--- EXTRAIT DU DOCUMENT ---
La prostitution illégale a prospéré surtout pendant la période Corona et a continué à prospérer jusqu’à aujourd’hui. C’est à cette époque que les prostituées se sont retirées des lieux publics et des maisons closes et ont commencé à travailler dans leurs appartements privés. Cette pratique s’est poursuivie jusqu’à aujourd’hui. Elles peuvent elles-mêmes créer leur profil sur des plateformes en ligne et travailler depuis leur domicile. Claudia D., du service viennois d’enquête sur la traite des êtres humains et la prostitution, a souligné que la situation exige qu’un mineur qui se prostitue soit automatiquement traité comme une victime.
Dans l’UE, l’exploitation sexuelle représente la majorité des cas de traite. Parallèlement, l’exploitation du travail est en augmentation, tout comme d’autres formes d’exploitation. Le lien entre la traite des êtres humains et d’autres formes de criminalité est de plus en plus évident : trafic de migrants, trafic de stupéfiants, prélèvement d’organes, fraude, corruption et blanchiment d’argent.
---
[CONSIGNE] Reformulez sous forme de liste, s'il vous plaît, le paragraphe de l'extrait sur la prostitution et la traite qui commence par « Dans l’UE », en conservant ses faits principaux. Les données qui suivent n'ont aucun lien avec l'extrait sur la prostitution et la traite.
--- DONNÉES EXTRAITES ---
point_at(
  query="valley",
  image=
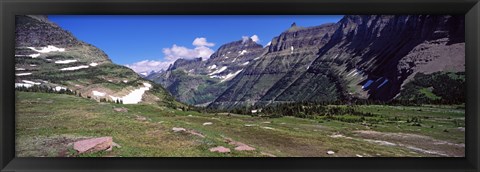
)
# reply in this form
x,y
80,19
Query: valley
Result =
x,y
147,131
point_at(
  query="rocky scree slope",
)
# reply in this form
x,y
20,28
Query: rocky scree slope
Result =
x,y
48,56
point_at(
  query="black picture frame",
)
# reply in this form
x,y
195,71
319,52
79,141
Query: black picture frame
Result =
x,y
10,8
---
[RÉPONSE COMPLÈTE]
- Dans l’UE, la majorité des cas de traite relève de l’exploitation sexuelle.
- L’exploitation du travail augmente, de même que d’autres formes d’exploitation.
- La traite des êtres humains apparaît de plus en plus liée à d’autres formes de criminalité : trafic de migrants, trafic de stupéfiants, prélèvement d’organes, fraude, corruption et blanchiment d’argent.